#### PROVIDED DATA
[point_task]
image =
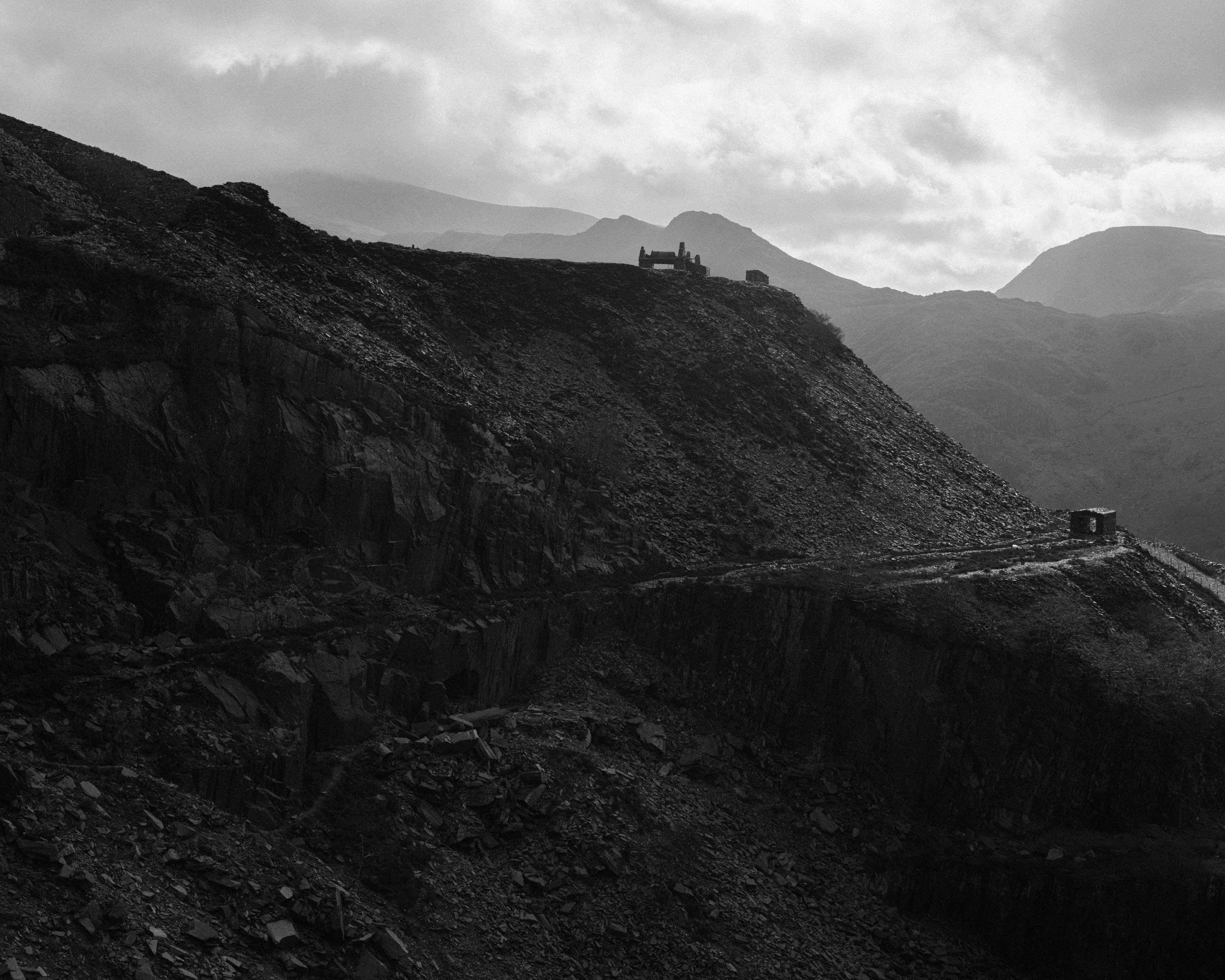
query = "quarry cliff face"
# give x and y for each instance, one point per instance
(467, 423)
(272, 503)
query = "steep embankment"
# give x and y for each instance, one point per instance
(472, 421)
(1075, 411)
(268, 494)
(1129, 270)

#### THE TASK
Format the items above as a JSON list of strings, with one string for each line. Omit blank lines and leave the pictures out.

#### EXERCISE SOLUTION
[
  "[point_task]",
  "image =",
  "query = \"quarry cliff face\"",
  "# give x and y for each instance, one point per instance",
  "(467, 423)",
  "(272, 503)",
  "query = \"steep embankment\"",
  "# give x and y for each instance, one point per instance",
  "(472, 421)",
  "(1075, 411)",
  "(268, 494)",
  "(1129, 270)"
]